Text segment >>

================

Life Story Links: Blog Roundup, July 10, 2018
“The entire story of mankind has come to us from individual voices from the past.”
—Janice T. Dixon
NEXT–GEN ORAL HISTORIANS
Kudos to these Michigan high schoolers for their 100 hours of work, their initiative, and their valuing of community story preservation!
OPEN TO POSSIBILITIES
Clinton Haby started his San Antonio–based StoryKeeping business in 2009 with the belief that he wasn’t the only grandchild who loved their grandparents and wanted to retain their stories. “I began with a single digital voice recorder,” he says—and look what he’s doing now!
Personal Histories, Shared & Sorted
Last week I wrote about Brandon Stanton’s insights on why people open up during personal interviews—and it’s not the questions.
YOUR NEXT READ?
“There is a deep relationship between finding meaning in one’s own life experiences at times of transition and wanting to share the stories that hold that meaning,” Sarah White, of First Person Productions in Madison, WI, writes in her thoughtful review of the book It’s Never Too Late to Begin Again, by Julia Cameron with Emma Lively.
MEMORIES & MOVING HOUSE
“Being the custodian of your family’s stuff can be a dusty, dispiriting and often overwhelming responsibility, but it is an act of love of sorts,” writes Emma Beddington. “We weigh it all up, make choices and hope we get it right.” Read her musings on sifting through masses of personal history and see how it compares to your own penchant for saving—or purging—mementos and family photos.

================

Supplied data >>
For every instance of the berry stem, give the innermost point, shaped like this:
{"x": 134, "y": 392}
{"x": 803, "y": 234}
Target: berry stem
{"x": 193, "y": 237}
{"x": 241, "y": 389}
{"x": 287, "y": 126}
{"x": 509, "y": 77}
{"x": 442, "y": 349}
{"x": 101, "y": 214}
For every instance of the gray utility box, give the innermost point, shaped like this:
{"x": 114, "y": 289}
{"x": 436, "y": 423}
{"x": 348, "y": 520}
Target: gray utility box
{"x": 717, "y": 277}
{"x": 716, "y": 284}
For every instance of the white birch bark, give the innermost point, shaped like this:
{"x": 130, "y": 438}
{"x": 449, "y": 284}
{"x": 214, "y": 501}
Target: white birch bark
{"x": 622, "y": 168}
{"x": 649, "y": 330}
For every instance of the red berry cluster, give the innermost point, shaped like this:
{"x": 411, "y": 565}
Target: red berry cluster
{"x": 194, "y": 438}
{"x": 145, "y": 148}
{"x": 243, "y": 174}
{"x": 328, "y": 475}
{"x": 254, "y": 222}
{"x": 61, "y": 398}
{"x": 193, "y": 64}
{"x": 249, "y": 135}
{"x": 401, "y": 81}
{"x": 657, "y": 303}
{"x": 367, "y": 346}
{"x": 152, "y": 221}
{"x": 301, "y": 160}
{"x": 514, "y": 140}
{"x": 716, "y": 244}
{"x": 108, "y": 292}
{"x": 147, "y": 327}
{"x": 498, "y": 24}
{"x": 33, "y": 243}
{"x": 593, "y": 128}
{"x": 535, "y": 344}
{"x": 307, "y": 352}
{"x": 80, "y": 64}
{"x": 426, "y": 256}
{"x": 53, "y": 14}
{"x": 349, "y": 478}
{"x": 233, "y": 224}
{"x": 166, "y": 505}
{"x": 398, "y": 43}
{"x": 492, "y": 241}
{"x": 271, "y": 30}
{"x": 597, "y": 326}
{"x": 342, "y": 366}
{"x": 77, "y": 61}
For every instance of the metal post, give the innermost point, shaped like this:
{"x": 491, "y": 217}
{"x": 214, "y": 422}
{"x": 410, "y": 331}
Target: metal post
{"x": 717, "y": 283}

================

Stated problem 1 >>
Repeat the blog roundup word for word, between "Life Story Links: Blog" and "YOUR NEXT READ?", inclusive.
Stated problem 2 >>
Reproduce the records word for word, from the line holding "For every instance of the metal" through the end of the records, both ends included.
The blog roundup and the records come from separate, unrelated sources.

Task result 1 >>
Life Story Links: Blog Roundup, July 10, 2018
“The entire story of mankind has come to us from individual voices from the past.”
—Janice T. Dixon
NEXT–GEN ORAL HISTORIANS
Kudos to these Michigan high schoolers for their 100 hours of work, their initiative, and their valuing of community story preservation!
OPEN TO POSSIBILITIES
Clinton Haby started his San Antonio–based StoryKeeping business in 2009 with the belief that he wasn’t the only grandchild who loved their grandparents and wanted to retain their stories. “I began with a single digital voice recorder,” he says—and look what he’s doing now!
Personal Histories, Shared & Sorted
Last week I wrote about Brandon Stanton’s insights on why people open up during personal interviews—and it’s not the questions.
YOUR NEXT READ?

Task result 2 >>
For every instance of the metal post, give the innermost point, shaped like this:
{"x": 491, "y": 217}
{"x": 214, "y": 422}
{"x": 410, "y": 331}
Target: metal post
{"x": 717, "y": 283}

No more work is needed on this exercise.